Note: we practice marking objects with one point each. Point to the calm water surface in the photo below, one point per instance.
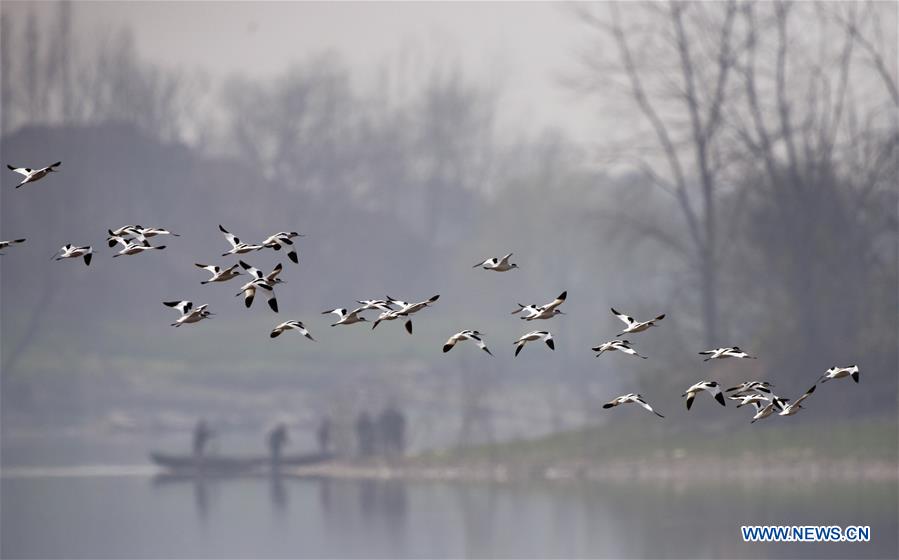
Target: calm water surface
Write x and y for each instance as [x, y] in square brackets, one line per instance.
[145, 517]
===============
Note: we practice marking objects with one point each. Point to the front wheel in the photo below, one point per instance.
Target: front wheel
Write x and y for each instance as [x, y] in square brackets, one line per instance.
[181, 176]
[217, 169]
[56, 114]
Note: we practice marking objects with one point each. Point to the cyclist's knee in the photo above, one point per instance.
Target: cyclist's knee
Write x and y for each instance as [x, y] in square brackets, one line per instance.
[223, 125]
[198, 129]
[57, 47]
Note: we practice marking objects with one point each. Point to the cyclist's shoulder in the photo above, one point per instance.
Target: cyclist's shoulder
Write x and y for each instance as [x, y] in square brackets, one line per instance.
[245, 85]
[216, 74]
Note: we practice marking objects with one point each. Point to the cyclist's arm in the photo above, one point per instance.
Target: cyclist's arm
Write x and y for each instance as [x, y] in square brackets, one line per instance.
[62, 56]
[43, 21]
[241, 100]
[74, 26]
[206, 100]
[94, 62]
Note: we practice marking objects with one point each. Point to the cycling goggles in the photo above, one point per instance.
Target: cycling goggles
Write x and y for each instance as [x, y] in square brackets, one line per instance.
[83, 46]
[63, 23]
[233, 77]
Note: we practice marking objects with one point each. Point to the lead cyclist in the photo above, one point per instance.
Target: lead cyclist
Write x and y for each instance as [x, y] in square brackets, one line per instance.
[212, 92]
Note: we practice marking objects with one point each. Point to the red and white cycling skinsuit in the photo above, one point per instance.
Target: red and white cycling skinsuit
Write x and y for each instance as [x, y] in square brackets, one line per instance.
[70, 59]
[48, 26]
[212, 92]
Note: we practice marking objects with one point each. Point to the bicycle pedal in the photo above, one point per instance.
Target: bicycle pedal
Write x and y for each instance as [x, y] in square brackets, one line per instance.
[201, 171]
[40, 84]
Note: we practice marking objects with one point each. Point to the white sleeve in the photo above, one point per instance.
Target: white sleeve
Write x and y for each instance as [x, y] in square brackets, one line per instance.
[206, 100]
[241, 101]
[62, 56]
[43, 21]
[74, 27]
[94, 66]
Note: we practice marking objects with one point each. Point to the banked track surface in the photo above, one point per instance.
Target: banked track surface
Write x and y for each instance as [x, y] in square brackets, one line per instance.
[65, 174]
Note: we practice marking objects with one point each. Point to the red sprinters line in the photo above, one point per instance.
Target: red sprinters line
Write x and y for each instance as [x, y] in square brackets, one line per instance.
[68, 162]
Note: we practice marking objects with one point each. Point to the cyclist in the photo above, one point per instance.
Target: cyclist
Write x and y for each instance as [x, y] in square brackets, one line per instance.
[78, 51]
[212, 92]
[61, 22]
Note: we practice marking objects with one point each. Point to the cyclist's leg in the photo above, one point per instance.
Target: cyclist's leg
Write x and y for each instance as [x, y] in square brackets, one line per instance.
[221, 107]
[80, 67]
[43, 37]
===============
Select every line of the data above that contains the word "pedal", and copy each one out in full. Case counts.

Note: we practice marking objects with one point each. Point to the bicycle pedal in the photo above, one point per instance.
Target: bicycle pedal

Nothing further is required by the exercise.